EXPLORING THE SENTIMENTALITY OF THINGS FOUND IN USED BOOKS.
By Delia Curtis
I crack open the old book, unsticking its yellowed pages. Must and mildew ooze from its spine. Breathing in the scent welcomes familiarity. Sour, yet subtle, this book contains a life of its own with unique characters and places. Books allow us to dive into the unknown and seek refuge from our own seemingly uninteresting lives. They provide color and texture to our worlds and allow us to live millions of others’ stories. The books themselves are given a chance at a renewed life as they wait patiently on shelves of second hand shops for new homes.
Tattered pages stained with coffee blotches and teardrops reveal not only the life of the book, but that of the owner. Undeterminable looped cursive inscriptions dedicate these books to people without faces. “To Christine Flurry,” could mean just about anyone. Is she a lover? A sister? A mother? A wife? A friend? There’s absolutely no way to ever know, but isn’t that the fun of it?
In Brookline Booksmith’s Used Book Cellar, piles upon piles of used books await a curious shopper. Take a peek inside and you’ll find all kinds of peculiar things. Used Book Sellers, Carl Annarummo and Travis Cohen keep a stockpile of mementos that have been tucked away in books and forgotten for what seems like forever. Each week the Booksmith’s Weekly Newsletter, bmail, highlights a treasure uncovered from within the pages of a novel. Some are just bookmarks, forever holding the place of careful reader, others, scraps of paper with hastily scribbled to-do lists full of things that may as well have never been finished.

········

» **What you will do**: Continue the essay about items found tucked inside used books, starting after its last sentence.

········

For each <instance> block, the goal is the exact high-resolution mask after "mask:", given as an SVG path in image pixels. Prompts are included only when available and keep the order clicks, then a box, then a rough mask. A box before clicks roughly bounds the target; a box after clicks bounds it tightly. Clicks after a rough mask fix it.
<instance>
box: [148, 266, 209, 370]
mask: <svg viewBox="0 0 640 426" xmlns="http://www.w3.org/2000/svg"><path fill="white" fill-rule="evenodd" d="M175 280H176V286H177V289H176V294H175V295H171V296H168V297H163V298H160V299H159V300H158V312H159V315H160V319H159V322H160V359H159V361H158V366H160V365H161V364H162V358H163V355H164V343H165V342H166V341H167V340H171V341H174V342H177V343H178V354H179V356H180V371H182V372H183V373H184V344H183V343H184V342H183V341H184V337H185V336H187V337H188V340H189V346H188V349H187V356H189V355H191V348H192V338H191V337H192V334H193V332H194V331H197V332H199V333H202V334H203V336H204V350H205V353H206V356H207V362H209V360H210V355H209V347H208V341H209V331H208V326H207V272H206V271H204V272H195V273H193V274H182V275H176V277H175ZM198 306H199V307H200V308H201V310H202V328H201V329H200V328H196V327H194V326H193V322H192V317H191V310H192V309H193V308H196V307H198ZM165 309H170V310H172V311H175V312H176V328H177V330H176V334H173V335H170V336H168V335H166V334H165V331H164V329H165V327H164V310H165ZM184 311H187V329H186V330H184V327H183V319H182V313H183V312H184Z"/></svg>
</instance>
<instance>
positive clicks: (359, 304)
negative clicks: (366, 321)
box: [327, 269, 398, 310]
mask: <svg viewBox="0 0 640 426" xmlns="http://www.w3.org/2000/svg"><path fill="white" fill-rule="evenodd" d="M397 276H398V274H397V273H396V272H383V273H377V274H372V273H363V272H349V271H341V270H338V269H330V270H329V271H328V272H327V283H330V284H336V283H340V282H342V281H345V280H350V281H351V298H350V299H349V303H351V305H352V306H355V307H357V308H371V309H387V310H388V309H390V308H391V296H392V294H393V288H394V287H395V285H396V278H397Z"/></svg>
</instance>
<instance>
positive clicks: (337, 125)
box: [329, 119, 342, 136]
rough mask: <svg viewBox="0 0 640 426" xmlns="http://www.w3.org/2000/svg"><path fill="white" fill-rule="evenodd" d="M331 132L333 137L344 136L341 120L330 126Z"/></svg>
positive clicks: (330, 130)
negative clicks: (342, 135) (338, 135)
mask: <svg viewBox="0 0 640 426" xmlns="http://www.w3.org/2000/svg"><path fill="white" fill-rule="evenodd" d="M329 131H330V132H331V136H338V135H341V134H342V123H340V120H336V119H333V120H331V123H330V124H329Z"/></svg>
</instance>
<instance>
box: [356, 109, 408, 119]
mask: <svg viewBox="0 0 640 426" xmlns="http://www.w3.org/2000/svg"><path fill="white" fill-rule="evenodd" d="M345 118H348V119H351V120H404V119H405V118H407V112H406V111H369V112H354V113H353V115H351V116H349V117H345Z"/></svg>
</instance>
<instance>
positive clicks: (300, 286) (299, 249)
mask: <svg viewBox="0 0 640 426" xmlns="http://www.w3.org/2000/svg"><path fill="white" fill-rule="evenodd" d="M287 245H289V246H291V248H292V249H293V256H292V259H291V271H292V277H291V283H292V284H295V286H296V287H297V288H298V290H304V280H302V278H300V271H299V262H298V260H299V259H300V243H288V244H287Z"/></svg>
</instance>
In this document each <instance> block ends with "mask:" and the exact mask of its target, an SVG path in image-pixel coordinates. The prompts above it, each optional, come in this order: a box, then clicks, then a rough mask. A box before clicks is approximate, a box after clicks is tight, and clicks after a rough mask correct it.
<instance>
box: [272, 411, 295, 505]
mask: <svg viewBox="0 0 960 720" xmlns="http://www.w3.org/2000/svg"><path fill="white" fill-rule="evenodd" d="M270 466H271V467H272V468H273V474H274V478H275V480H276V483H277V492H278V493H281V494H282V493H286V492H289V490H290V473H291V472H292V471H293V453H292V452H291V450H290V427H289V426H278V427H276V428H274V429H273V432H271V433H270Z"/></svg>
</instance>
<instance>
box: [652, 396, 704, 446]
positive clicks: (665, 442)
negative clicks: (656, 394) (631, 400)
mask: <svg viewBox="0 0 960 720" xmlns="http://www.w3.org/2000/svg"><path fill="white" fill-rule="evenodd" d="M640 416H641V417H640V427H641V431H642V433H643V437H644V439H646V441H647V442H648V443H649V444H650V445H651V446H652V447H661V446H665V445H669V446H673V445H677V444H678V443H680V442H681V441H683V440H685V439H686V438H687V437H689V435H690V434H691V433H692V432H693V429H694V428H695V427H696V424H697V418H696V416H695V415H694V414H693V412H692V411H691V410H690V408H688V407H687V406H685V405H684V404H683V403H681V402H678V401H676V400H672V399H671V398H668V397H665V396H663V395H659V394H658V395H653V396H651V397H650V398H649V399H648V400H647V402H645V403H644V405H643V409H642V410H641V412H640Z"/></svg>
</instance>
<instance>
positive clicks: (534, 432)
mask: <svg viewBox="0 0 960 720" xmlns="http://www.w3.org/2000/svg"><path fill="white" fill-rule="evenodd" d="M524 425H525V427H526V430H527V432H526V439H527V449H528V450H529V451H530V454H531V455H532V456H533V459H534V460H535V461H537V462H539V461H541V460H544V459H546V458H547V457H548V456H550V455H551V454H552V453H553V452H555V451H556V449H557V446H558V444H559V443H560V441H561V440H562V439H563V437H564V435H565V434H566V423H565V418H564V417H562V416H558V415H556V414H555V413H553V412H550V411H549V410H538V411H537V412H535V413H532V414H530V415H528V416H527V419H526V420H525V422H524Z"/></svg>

········

» **Output**:
Just behind the register, nestled into a drawer, is a little cardboard box filled to the brim with an endless supply of memories. Stray postcards from long journeys, mapping out vast landscapes from the Gateway Arch to the Grand Canyon are smushed between pages of books no longer wanted. Photos of celebrations and memories long forgotten, now in the hands of someone else with no recollection or attachment to weddings and company Christmas parties. To-do lists that map out someone’s day, letting you know exactly what they planned on getting done. Tarot cards marking someone’s future and what the world holds for them are shuffled in between hardcovers. Invitations to Sarah’s Sweet 16, “including a talent show and fun!” beckon a good time for all. A prayer card depicting Jesus Christ reaches out to the viewer with a makeshift speech bubble asking, “Can you put me up for the night?”
"Just behind the register, nestled into a drawer, is a little cardboard box filled to the brim with an endless supply of memories."
Each scrap of paper you find and every poem scratched into the margins marks the individuality of a book. Whether it be because of something left within a book or something written on the battered pages, those tender bits of a person’s life are a prime example of how well loved and unique a used book can be.